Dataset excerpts
+ + + + +

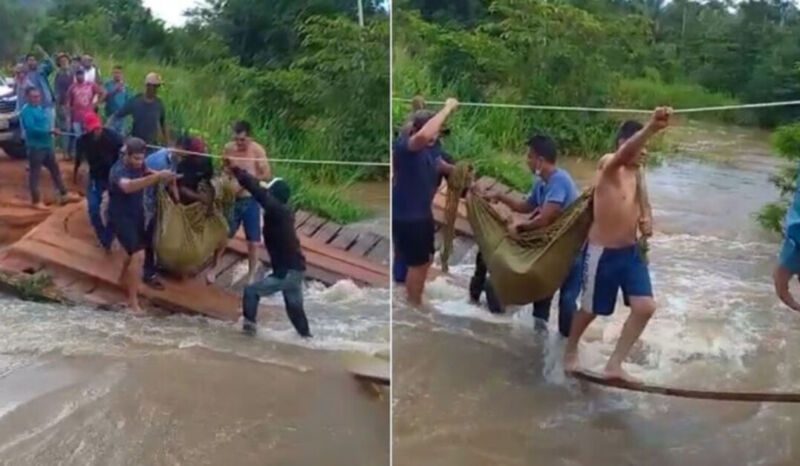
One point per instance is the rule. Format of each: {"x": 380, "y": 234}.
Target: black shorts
{"x": 130, "y": 233}
{"x": 414, "y": 241}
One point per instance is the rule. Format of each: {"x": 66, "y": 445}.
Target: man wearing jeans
{"x": 41, "y": 150}
{"x": 100, "y": 147}
{"x": 81, "y": 102}
{"x": 550, "y": 197}
{"x": 283, "y": 246}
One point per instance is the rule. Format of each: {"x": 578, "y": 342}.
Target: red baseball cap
{"x": 92, "y": 122}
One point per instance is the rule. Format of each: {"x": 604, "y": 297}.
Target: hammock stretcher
{"x": 534, "y": 265}
{"x": 187, "y": 236}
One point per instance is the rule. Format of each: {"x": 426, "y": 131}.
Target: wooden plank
{"x": 187, "y": 296}
{"x": 380, "y": 253}
{"x": 328, "y": 232}
{"x": 345, "y": 239}
{"x": 311, "y": 226}
{"x": 697, "y": 394}
{"x": 365, "y": 243}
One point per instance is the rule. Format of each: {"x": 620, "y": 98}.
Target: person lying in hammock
{"x": 286, "y": 255}
{"x": 553, "y": 194}
{"x": 789, "y": 256}
{"x": 611, "y": 256}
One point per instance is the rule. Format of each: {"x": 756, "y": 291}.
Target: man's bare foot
{"x": 570, "y": 362}
{"x": 69, "y": 198}
{"x": 136, "y": 311}
{"x": 618, "y": 373}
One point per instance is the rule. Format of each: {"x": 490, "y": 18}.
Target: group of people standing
{"x": 131, "y": 170}
{"x": 610, "y": 260}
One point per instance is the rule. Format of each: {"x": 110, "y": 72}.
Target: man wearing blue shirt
{"x": 39, "y": 132}
{"x": 551, "y": 195}
{"x": 163, "y": 160}
{"x": 417, "y": 164}
{"x": 116, "y": 98}
{"x": 789, "y": 256}
{"x": 127, "y": 182}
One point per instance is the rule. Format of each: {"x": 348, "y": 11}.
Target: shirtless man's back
{"x": 611, "y": 257}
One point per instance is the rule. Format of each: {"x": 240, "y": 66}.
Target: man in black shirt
{"x": 194, "y": 170}
{"x": 100, "y": 147}
{"x": 283, "y": 246}
{"x": 147, "y": 110}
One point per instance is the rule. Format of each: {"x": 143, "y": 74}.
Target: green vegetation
{"x": 786, "y": 141}
{"x": 313, "y": 83}
{"x": 594, "y": 53}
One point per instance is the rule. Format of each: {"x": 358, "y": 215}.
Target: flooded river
{"x": 82, "y": 387}
{"x": 472, "y": 388}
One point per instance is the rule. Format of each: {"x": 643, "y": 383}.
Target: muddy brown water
{"x": 85, "y": 387}
{"x": 475, "y": 389}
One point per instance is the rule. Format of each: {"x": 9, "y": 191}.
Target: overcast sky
{"x": 170, "y": 11}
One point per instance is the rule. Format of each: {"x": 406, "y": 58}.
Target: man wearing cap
{"x": 38, "y": 75}
{"x": 417, "y": 165}
{"x": 81, "y": 103}
{"x": 100, "y": 147}
{"x": 128, "y": 179}
{"x": 283, "y": 246}
{"x": 92, "y": 73}
{"x": 148, "y": 113}
{"x": 116, "y": 97}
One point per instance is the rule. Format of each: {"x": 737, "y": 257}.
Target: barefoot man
{"x": 248, "y": 155}
{"x": 789, "y": 256}
{"x": 417, "y": 164}
{"x": 611, "y": 257}
{"x": 128, "y": 180}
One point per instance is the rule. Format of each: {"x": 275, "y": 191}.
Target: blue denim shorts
{"x": 246, "y": 212}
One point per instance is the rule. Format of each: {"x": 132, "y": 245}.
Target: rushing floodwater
{"x": 84, "y": 387}
{"x": 473, "y": 388}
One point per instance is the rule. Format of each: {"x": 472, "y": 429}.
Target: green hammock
{"x": 188, "y": 235}
{"x": 534, "y": 266}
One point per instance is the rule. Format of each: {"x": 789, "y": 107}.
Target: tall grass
{"x": 207, "y": 101}
{"x": 494, "y": 139}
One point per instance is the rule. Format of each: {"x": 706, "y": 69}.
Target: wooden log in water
{"x": 697, "y": 394}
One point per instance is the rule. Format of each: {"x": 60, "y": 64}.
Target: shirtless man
{"x": 248, "y": 155}
{"x": 611, "y": 258}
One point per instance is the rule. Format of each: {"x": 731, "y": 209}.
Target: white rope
{"x": 300, "y": 161}
{"x": 611, "y": 109}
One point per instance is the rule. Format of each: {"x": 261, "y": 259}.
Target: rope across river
{"x": 559, "y": 108}
{"x": 459, "y": 180}
{"x": 298, "y": 161}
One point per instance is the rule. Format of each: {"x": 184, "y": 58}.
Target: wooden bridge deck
{"x": 62, "y": 243}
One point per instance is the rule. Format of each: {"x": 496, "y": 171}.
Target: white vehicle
{"x": 10, "y": 132}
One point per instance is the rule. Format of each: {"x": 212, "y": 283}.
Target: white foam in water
{"x": 343, "y": 317}
{"x": 706, "y": 304}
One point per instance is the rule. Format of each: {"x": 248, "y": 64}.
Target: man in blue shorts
{"x": 550, "y": 196}
{"x": 789, "y": 257}
{"x": 417, "y": 165}
{"x": 612, "y": 260}
{"x": 128, "y": 180}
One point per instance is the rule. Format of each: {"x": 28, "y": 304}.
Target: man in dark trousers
{"x": 100, "y": 147}
{"x": 283, "y": 246}
{"x": 148, "y": 113}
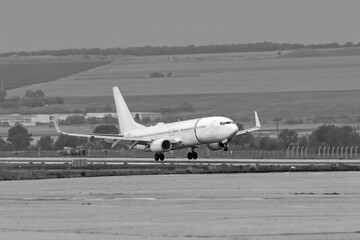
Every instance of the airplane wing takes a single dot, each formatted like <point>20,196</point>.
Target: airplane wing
<point>115,137</point>
<point>257,126</point>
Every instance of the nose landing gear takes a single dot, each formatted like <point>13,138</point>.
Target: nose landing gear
<point>192,155</point>
<point>159,156</point>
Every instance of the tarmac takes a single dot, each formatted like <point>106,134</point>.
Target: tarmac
<point>318,205</point>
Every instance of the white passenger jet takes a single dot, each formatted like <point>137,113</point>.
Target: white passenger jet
<point>214,132</point>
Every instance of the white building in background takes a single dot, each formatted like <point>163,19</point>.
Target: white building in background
<point>32,120</point>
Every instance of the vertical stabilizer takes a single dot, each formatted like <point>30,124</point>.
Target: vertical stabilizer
<point>126,122</point>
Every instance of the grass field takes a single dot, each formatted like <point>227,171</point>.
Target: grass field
<point>22,73</point>
<point>233,84</point>
<point>211,74</point>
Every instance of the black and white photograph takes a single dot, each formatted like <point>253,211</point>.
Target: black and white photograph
<point>179,119</point>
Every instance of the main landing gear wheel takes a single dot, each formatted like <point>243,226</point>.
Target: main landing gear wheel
<point>158,156</point>
<point>192,155</point>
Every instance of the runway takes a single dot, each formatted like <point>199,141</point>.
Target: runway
<point>181,161</point>
<point>322,205</point>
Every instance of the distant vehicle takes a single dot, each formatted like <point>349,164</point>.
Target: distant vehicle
<point>68,151</point>
<point>214,132</point>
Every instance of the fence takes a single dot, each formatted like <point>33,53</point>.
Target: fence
<point>295,152</point>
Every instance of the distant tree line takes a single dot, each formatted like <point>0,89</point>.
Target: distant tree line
<point>31,99</point>
<point>324,136</point>
<point>189,49</point>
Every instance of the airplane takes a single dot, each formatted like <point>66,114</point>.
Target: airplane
<point>214,132</point>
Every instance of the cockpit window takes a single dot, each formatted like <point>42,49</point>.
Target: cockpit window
<point>224,123</point>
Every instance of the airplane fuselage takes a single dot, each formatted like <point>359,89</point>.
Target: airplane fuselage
<point>189,133</point>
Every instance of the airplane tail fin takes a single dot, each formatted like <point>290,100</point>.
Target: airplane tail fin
<point>126,122</point>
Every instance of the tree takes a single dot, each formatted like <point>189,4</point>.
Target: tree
<point>19,137</point>
<point>288,137</point>
<point>45,143</point>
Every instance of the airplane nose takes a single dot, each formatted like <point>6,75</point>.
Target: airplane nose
<point>233,128</point>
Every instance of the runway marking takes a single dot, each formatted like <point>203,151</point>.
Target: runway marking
<point>120,199</point>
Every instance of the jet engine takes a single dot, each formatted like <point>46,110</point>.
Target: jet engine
<point>160,145</point>
<point>215,146</point>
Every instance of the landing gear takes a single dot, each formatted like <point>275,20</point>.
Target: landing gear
<point>159,156</point>
<point>192,155</point>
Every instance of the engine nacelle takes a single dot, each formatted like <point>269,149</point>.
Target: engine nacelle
<point>215,146</point>
<point>160,145</point>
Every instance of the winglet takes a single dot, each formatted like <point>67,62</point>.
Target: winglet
<point>257,121</point>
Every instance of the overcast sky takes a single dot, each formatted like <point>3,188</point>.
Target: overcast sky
<point>27,25</point>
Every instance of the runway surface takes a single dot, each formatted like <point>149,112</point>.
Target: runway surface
<point>181,161</point>
<point>323,205</point>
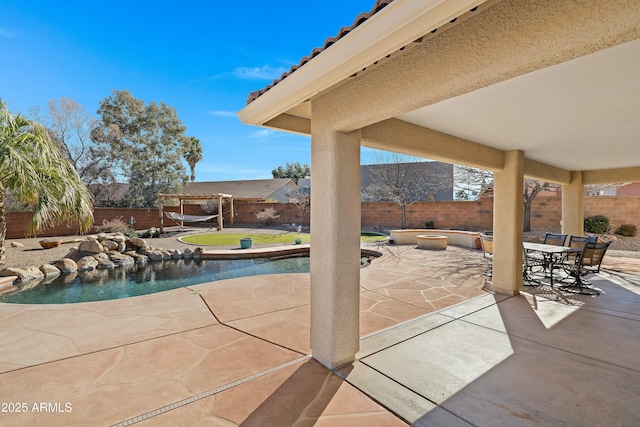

+ + + + +

• **Your task**:
Return only the lines between the one holding "Target: nose landing gear" and the one holding "Every instance of the black", inclusive, exactly as they appear above.

• **Worked solution**:
Target: nose landing gear
<point>192,155</point>
<point>159,156</point>
Every instance of the tarmac takes a single dot, each formatted like <point>106,134</point>.
Target: tarmac
<point>318,205</point>
Every instance of the white passenger jet takes a single dot, each formatted like <point>137,113</point>.
Target: white passenger jet
<point>214,132</point>
Every instance of the white building in background takes a single dot, each formatted like <point>163,19</point>.
Target: white building in background
<point>32,120</point>
Every instance of the vertical stabilizer takes a single dot, each formatted like <point>30,124</point>.
Target: vertical stabilizer
<point>126,122</point>
Every instance of the grass field takes a single dot, each formatted like <point>227,171</point>.
Target: grass field
<point>22,73</point>
<point>233,84</point>
<point>211,74</point>
Every instance of the black and white photograph takes a single dot, each formatted like <point>253,211</point>.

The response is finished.